__List of tasks__
A: List every calendar year that the article about blind WAAF veteran Winifred Armstrong mentions.
B: In the article about blind WAAF veteran Winifred Armstrong, what caused her to lose her sight?
C: Continue the article about blind WAAF veteran Winifred Armstrong, starting after its last sentence.

__Document section__
A blind veteran who served in the Women’s Auxiliary Air Force (WAAF) is backing our campaign this Remembrance to reach the 59,000 people who could be eligible for our support but do not yet realise it.
Winifred Armstrong, 95, says: “I’ve learned lots of new skills since joining Blind Veterans UK and met other veterans at social events – the experience has been fabulous! There are thousands of people out there like me who served in the Armed Forces many years ago and have now lost their sight, and I’d really encourage them to get in touch with the charity.”
Winifred joined the WAAF in 1942 at the age of 20. She worked as a driver, travelling all across the UK and driving two ton trucks for the RAF. Winifred was demobbed in 1946 as a leading aircraftwoman, and moved to Australia where she lived for more than twenty years before returning to the UK.
Of her time in Service, Winifred says: “It was tough work. One day I could be transporting equipment, the next I might be going to pick up parts of a plane that had crashed. A week later I could be driving the parents of a young pilot who had died to his funeral. It was the war, and I had a job to do, so I tend not to look back on it in a very sentimental way.”
Winifred lost her sight later in life due to age-related macular degeneration. Since her diagnosis ten years ago her vision has gradually deteriorated, and she joined Blind Veterans UK in 2012 after a referral from her optician.

__Extracted material__
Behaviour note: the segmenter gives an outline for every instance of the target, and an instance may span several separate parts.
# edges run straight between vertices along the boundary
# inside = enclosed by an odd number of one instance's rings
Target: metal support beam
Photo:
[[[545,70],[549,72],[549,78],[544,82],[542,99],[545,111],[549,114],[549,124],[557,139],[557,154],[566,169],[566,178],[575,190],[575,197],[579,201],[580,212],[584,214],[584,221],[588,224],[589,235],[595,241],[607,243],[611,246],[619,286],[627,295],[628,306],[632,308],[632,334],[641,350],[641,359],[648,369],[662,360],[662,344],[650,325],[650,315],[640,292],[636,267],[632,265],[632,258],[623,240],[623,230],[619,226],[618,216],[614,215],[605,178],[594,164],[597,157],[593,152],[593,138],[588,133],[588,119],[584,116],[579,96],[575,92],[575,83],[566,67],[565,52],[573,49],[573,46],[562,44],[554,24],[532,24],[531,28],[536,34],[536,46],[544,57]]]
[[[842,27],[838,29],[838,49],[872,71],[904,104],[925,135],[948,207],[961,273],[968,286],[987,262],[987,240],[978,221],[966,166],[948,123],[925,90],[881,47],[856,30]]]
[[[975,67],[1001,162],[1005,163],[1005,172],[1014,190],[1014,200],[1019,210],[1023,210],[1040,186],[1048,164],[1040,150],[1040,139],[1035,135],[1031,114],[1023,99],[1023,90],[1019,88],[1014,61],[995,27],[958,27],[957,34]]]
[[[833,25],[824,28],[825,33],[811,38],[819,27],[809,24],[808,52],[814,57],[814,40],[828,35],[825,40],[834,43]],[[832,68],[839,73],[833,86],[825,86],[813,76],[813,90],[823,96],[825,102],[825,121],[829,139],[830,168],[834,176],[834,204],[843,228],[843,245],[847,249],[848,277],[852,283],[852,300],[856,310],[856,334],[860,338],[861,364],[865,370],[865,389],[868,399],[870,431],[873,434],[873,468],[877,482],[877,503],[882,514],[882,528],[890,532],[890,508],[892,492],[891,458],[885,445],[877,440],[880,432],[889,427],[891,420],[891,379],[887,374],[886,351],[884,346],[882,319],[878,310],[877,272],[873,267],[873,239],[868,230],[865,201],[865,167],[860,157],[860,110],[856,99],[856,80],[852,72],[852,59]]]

__Your responses__
A: 1942, 1946, 2012

B: Age-related macular degeneration.

C:
Winifred took part in an induction week at one of our rehabilitation centres to help her adjust to living with sight loss. Here she particularly enjoyed getting creative in the Art & Craft workshop, and her family were so proud of her work that it is now framed and on show in her living room. She also took IT training, and has enjoyed meeting with other blind veterans in her local community at lunch clubs and reunions.
Winifred says: “I’d never done painting seriously, even when I had my sight, but I really enjoyed getting creative again. The staff even gave me some paints and canvases so I can have a go at home when I’ve got the time.”
She continues: “I didn’t know about the charity or think I was eligible for support from Blind Veterans UK, and I’m sure there are many others like me. If you are living with sight loss and served at any time in the Armed Forces, don’t hesitate to get in touch. You’re deserving of support.”